_Materials provided_
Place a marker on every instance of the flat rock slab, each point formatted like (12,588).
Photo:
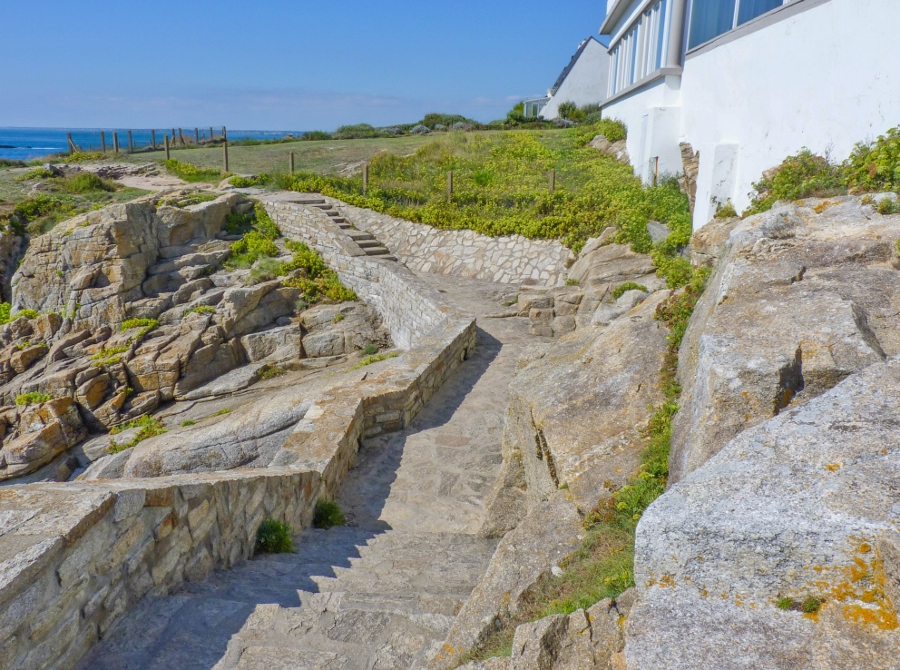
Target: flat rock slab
(382,592)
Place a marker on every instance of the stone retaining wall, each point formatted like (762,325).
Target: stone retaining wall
(510,259)
(75,557)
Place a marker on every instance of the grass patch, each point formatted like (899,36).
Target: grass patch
(621,289)
(274,537)
(201,309)
(271,372)
(370,360)
(146,325)
(33,398)
(149,427)
(328,515)
(192,173)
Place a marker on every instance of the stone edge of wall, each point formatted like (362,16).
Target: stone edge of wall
(75,557)
(510,259)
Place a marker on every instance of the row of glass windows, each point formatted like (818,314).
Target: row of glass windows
(642,50)
(711,18)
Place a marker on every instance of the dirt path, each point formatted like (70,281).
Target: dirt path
(381,592)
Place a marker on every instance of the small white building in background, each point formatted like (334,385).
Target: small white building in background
(584,81)
(746,83)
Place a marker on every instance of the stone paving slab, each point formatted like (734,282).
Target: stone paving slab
(381,592)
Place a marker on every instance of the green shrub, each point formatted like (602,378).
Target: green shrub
(328,515)
(875,167)
(33,398)
(201,309)
(146,325)
(149,427)
(192,173)
(86,182)
(274,537)
(802,176)
(249,182)
(726,211)
(620,290)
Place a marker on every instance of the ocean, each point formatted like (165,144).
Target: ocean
(30,143)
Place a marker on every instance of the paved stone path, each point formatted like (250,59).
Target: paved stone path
(381,592)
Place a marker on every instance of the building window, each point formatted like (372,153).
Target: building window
(711,18)
(641,51)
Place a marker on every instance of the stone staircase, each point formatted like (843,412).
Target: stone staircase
(366,241)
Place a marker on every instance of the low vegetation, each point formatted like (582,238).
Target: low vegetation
(149,427)
(328,515)
(192,173)
(872,167)
(33,398)
(275,537)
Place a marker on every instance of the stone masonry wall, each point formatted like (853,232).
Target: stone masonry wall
(510,259)
(75,557)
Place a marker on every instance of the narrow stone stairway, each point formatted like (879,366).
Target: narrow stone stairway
(366,241)
(381,592)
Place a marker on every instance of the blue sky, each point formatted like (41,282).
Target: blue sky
(276,64)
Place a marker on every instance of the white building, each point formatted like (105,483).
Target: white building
(583,81)
(747,83)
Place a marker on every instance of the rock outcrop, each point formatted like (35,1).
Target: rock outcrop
(137,310)
(804,296)
(799,511)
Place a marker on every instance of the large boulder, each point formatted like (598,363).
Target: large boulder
(577,413)
(802,509)
(804,296)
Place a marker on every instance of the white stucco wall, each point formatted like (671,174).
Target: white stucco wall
(586,83)
(823,78)
(653,117)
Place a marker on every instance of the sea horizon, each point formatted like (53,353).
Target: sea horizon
(29,143)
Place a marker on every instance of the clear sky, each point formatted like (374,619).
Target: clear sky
(279,64)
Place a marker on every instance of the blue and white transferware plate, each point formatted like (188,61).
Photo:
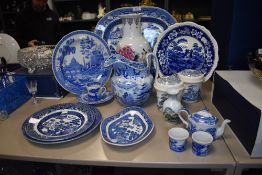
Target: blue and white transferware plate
(126,128)
(92,111)
(154,21)
(59,122)
(186,46)
(83,98)
(78,60)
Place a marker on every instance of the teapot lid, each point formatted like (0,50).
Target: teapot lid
(191,76)
(204,116)
(166,82)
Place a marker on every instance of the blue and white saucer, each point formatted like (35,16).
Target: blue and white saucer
(83,98)
(186,45)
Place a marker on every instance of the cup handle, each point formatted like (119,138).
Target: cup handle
(181,118)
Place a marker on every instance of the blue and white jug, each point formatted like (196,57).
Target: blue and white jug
(132,81)
(204,121)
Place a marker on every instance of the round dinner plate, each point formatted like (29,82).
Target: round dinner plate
(78,60)
(186,45)
(8,48)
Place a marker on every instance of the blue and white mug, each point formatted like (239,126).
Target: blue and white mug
(201,142)
(178,139)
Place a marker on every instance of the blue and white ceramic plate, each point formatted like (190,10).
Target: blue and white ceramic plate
(186,46)
(59,122)
(98,119)
(154,21)
(83,98)
(78,60)
(128,127)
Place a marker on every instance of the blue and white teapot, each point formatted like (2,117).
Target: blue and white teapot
(204,121)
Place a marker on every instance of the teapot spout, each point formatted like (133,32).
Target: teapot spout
(221,129)
(111,60)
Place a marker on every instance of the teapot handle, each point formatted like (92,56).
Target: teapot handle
(187,114)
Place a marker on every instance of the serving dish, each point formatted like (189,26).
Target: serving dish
(78,60)
(128,127)
(186,45)
(60,123)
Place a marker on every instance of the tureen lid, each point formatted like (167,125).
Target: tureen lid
(166,82)
(204,116)
(191,76)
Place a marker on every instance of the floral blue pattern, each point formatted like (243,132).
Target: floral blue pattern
(78,60)
(128,127)
(29,131)
(154,21)
(186,46)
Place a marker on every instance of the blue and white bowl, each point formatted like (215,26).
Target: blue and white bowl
(178,139)
(201,142)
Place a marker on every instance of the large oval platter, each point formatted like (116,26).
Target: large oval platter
(186,45)
(154,21)
(128,127)
(59,122)
(78,60)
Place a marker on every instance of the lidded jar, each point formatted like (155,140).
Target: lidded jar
(193,80)
(133,45)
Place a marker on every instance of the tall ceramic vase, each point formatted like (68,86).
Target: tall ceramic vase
(133,45)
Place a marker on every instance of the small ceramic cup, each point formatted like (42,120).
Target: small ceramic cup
(95,91)
(178,139)
(201,142)
(193,80)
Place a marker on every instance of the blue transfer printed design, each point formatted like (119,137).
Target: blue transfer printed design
(191,93)
(131,82)
(78,60)
(185,47)
(177,145)
(59,122)
(151,28)
(153,12)
(125,129)
(92,111)
(200,150)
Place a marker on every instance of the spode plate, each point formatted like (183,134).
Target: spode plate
(186,46)
(78,60)
(98,118)
(59,122)
(8,48)
(154,21)
(126,128)
(83,98)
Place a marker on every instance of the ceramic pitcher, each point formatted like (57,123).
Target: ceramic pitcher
(132,81)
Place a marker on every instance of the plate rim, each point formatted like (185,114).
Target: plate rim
(134,9)
(62,40)
(26,122)
(146,134)
(205,30)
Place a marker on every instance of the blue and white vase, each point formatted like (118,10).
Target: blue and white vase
(132,81)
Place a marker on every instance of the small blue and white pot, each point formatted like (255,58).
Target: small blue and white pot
(201,142)
(178,139)
(193,84)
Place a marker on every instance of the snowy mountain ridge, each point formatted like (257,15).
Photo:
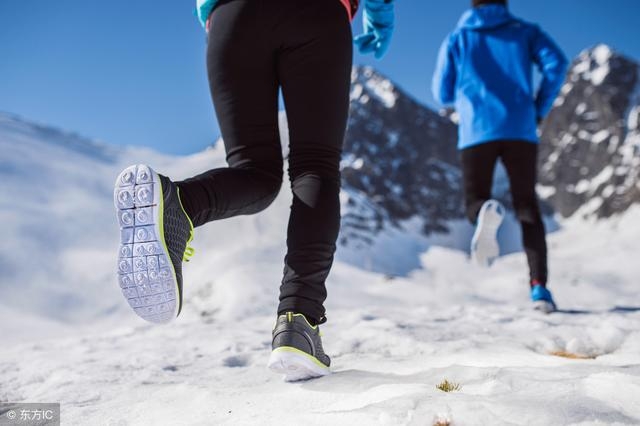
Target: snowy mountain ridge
(68,336)
(590,156)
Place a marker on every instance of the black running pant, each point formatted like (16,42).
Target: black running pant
(520,161)
(304,48)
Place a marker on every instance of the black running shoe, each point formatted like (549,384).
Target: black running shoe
(155,233)
(297,349)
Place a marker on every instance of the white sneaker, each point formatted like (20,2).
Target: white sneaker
(484,245)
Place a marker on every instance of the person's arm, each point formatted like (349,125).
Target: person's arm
(378,21)
(443,85)
(553,65)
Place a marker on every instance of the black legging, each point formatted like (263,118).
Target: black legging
(520,161)
(256,47)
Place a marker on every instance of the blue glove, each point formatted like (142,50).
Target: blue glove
(377,20)
(203,10)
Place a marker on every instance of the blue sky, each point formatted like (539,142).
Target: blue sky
(133,72)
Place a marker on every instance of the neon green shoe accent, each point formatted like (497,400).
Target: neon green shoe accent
(188,251)
(299,352)
(164,243)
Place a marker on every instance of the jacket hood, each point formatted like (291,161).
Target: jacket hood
(485,17)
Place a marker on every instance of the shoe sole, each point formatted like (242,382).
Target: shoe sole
(484,244)
(295,365)
(145,273)
(544,306)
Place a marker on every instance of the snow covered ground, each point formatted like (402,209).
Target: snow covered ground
(68,337)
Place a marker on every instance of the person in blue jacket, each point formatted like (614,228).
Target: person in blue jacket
(256,48)
(485,69)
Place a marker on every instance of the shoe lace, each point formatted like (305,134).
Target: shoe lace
(189,251)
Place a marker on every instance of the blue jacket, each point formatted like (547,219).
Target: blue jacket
(485,68)
(203,10)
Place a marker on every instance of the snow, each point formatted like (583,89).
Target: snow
(392,340)
(594,64)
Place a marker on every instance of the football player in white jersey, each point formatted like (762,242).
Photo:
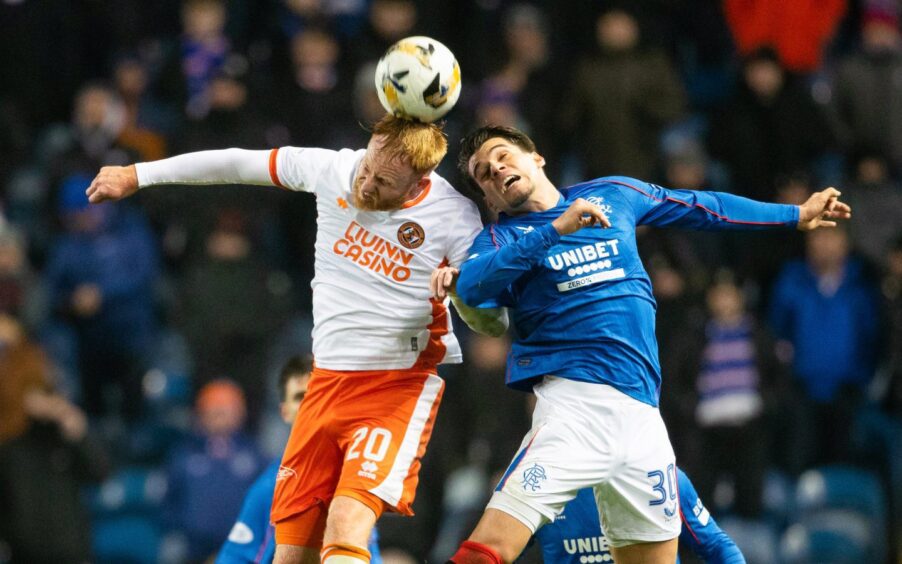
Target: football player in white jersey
(385,221)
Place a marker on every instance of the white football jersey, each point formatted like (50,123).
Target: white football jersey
(371,301)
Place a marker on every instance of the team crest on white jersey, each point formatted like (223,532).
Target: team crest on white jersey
(411,235)
(533,477)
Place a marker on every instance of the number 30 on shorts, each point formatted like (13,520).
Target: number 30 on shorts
(376,446)
(664,492)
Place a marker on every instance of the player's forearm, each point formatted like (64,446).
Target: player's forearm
(486,321)
(226,166)
(484,277)
(723,211)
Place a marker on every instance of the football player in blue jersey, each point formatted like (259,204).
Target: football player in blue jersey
(565,263)
(252,538)
(575,536)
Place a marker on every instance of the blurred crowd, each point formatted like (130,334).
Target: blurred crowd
(140,340)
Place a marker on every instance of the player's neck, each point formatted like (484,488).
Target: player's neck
(544,197)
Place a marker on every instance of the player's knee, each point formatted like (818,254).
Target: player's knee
(350,521)
(471,552)
(292,554)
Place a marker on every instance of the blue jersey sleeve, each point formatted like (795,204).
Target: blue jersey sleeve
(702,210)
(492,267)
(700,532)
(252,537)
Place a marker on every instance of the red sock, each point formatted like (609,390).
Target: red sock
(474,553)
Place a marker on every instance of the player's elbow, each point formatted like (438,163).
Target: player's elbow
(498,325)
(467,290)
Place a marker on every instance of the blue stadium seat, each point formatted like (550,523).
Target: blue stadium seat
(844,487)
(844,501)
(839,537)
(778,497)
(126,540)
(131,491)
(755,538)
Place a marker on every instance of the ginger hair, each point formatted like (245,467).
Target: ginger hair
(422,145)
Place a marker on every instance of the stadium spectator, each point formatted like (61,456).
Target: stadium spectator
(232,270)
(867,95)
(730,362)
(892,292)
(521,92)
(148,120)
(230,119)
(388,21)
(800,31)
(209,472)
(312,97)
(100,277)
(825,311)
(622,97)
(46,456)
(769,127)
(877,199)
(203,49)
(21,289)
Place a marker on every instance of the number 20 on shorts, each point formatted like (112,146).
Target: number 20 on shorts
(375,443)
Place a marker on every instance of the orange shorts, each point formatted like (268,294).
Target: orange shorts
(359,434)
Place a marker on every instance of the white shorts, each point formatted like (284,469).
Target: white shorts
(591,435)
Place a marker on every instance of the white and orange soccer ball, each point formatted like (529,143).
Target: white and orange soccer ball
(418,78)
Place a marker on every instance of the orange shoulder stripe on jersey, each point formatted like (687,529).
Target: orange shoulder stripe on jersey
(273,173)
(420,197)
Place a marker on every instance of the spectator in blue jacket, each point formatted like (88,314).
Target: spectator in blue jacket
(100,278)
(210,471)
(252,538)
(825,310)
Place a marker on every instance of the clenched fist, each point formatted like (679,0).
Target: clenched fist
(113,183)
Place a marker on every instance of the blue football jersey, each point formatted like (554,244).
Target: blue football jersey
(582,304)
(576,537)
(252,538)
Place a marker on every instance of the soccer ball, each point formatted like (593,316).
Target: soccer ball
(418,78)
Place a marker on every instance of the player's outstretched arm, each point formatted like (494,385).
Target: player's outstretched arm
(226,166)
(822,209)
(581,213)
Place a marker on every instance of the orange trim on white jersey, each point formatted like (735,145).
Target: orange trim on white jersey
(420,197)
(273,172)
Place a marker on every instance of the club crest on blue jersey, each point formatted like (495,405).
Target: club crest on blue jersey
(533,477)
(599,201)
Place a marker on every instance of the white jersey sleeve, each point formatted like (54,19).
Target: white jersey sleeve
(306,169)
(466,227)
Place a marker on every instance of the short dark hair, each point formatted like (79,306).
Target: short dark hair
(298,365)
(476,138)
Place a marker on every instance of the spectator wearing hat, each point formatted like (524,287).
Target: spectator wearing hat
(768,128)
(867,93)
(100,278)
(209,471)
(47,455)
(621,99)
(800,31)
(825,311)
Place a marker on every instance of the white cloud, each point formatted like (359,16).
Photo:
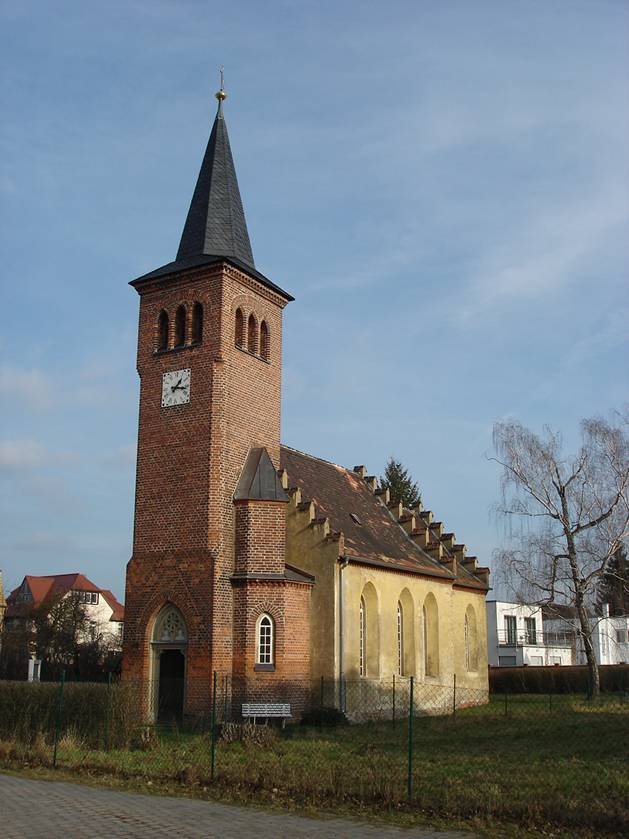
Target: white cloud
(122,455)
(31,387)
(548,250)
(16,455)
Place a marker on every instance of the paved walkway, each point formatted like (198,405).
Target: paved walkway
(49,809)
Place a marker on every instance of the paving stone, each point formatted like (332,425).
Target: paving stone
(31,809)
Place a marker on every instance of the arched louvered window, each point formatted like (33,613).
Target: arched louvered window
(239,334)
(197,323)
(180,327)
(162,331)
(265,341)
(252,334)
(264,640)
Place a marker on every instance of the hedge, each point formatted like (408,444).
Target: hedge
(561,679)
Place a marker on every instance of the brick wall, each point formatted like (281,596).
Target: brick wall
(260,536)
(189,461)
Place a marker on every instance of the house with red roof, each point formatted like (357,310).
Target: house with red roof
(103,610)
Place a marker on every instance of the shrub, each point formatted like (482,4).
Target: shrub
(248,732)
(573,679)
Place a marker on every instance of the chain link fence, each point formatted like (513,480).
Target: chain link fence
(448,750)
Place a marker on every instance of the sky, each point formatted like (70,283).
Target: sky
(443,187)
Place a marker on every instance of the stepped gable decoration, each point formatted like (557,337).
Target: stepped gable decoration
(374,530)
(258,480)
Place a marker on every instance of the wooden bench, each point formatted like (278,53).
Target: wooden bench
(278,710)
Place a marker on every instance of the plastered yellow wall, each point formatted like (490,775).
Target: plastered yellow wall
(311,549)
(412,590)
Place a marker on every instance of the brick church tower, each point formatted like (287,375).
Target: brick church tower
(207,586)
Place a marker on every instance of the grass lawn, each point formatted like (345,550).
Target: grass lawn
(557,765)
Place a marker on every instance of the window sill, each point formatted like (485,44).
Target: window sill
(178,349)
(253,355)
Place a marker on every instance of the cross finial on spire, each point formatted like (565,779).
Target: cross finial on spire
(221,95)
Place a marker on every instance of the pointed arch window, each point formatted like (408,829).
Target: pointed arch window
(362,639)
(239,329)
(197,323)
(265,640)
(430,620)
(400,640)
(162,331)
(180,327)
(252,334)
(471,640)
(170,627)
(265,341)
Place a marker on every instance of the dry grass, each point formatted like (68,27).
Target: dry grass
(556,767)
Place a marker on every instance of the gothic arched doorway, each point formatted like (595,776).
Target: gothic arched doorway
(168,646)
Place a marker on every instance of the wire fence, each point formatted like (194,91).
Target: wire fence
(543,758)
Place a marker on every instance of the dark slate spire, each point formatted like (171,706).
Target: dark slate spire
(216,220)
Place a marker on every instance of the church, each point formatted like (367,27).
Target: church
(271,567)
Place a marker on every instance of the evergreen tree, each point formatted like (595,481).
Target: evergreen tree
(400,484)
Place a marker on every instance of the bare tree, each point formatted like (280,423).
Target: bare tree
(572,511)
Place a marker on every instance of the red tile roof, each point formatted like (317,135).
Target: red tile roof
(371,533)
(49,587)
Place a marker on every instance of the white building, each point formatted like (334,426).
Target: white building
(517,635)
(609,638)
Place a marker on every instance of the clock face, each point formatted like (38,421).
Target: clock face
(175,388)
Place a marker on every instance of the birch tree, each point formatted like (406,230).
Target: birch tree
(572,515)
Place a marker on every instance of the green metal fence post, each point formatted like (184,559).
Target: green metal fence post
(213,727)
(108,712)
(58,720)
(410,741)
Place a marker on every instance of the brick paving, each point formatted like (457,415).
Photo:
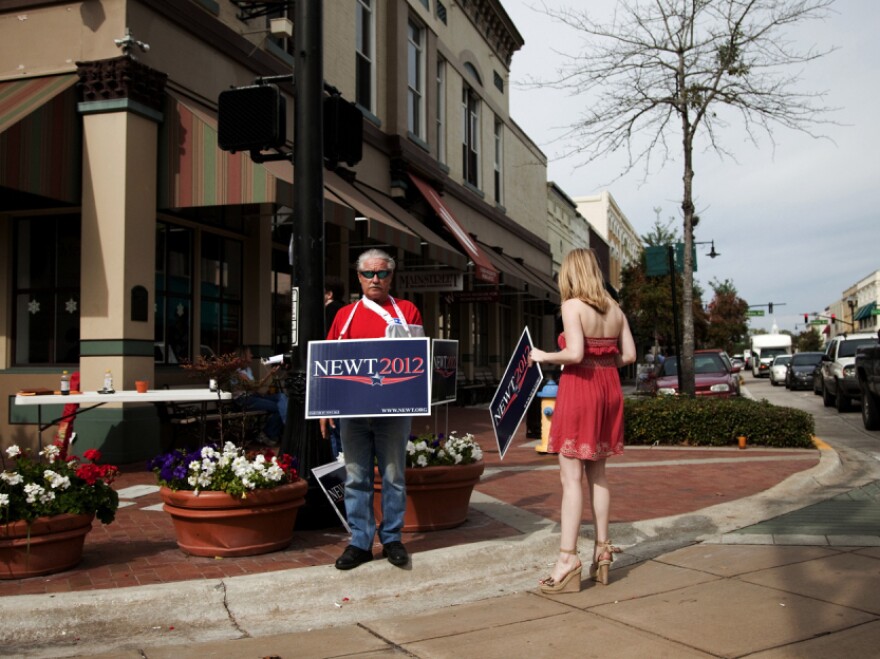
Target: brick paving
(646,483)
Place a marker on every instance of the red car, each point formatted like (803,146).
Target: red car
(713,375)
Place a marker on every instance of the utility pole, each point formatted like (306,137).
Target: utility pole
(302,439)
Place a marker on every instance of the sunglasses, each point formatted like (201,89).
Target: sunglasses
(369,274)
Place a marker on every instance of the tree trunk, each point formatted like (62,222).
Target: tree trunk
(686,358)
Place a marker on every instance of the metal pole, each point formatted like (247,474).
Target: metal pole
(670,251)
(302,438)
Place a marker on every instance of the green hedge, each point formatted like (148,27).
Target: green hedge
(715,422)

_Required task_
Could you write out the data again, starting at the line containing "Place a marker on every instance of the clock" and ending at the last line of the data, with every line kept and each answer coordinate shifted by -51, leaving the pictures out?

_Problem solution_
Place a marker on every instance of the clock face, each point formatted like (38,421).
Target: clock face
(124,337)
Place a marker on every instance of the birch tree, each point formatted like (406,230).
Target: birch tree
(521,464)
Place a marker on every instance of the green metal fence post, each point formatted like (184,559).
Target: green metal fence post
(162,676)
(57,661)
(7,669)
(359,690)
Place a marker on every instance of the brick paving, each point formatted like (457,415).
Photo:
Target: brick paving
(595,432)
Place a marker on every instance of the red car, each point formatted like (803,146).
Target: red car
(662,324)
Place a marker on every instance of the utility pole, each point formatted like (306,137).
Target: utility pole
(251,388)
Place a marker on every instance of the sunglasses, each point formatted like (201,89).
Target: sunglasses
(318,223)
Place a marker on every instance of the tree trunk, each point formatted like (62,222).
Target: tree trunk
(635,307)
Place a marker on every instance of the metal pole, each point formatted like (247,474).
Target: metal pole
(619,200)
(251,387)
Place a marker on every instance of the green hedge, each point formatted like (148,27).
Target: green hedge
(664,371)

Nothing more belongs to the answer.